# Supplied information:
##############################

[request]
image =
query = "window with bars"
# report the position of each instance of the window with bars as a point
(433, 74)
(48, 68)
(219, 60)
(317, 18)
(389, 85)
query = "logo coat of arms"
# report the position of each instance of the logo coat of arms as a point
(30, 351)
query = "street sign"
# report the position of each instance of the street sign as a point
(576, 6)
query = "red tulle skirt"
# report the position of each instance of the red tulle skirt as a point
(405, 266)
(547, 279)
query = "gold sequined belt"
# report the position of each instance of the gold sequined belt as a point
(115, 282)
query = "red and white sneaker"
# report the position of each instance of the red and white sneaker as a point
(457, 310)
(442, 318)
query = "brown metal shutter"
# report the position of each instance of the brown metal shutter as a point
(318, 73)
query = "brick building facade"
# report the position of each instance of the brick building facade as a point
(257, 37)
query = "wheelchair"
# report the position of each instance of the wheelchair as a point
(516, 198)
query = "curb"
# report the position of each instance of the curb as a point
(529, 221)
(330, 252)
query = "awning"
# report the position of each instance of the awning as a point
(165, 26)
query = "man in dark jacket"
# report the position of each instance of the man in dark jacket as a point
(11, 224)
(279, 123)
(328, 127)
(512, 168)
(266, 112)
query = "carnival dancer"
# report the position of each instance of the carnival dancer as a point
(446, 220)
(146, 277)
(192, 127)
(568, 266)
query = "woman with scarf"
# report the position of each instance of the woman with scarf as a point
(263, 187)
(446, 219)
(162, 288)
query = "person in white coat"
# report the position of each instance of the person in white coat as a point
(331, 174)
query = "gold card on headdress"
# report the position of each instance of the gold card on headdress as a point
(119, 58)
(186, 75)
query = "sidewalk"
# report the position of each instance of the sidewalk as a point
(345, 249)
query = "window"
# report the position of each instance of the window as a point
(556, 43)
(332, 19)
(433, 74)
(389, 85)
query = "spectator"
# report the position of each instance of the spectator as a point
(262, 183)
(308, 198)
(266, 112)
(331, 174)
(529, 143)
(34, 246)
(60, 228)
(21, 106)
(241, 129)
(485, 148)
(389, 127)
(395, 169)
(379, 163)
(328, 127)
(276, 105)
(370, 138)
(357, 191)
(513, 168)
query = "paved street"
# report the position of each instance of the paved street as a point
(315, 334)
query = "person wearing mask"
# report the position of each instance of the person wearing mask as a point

##############################

# About this exercise:
Could you copy every line from the records that mentions the word "mask"?

# Task result:
query = "person wearing mask"
# report the position of each instance of the person wearing mask as a point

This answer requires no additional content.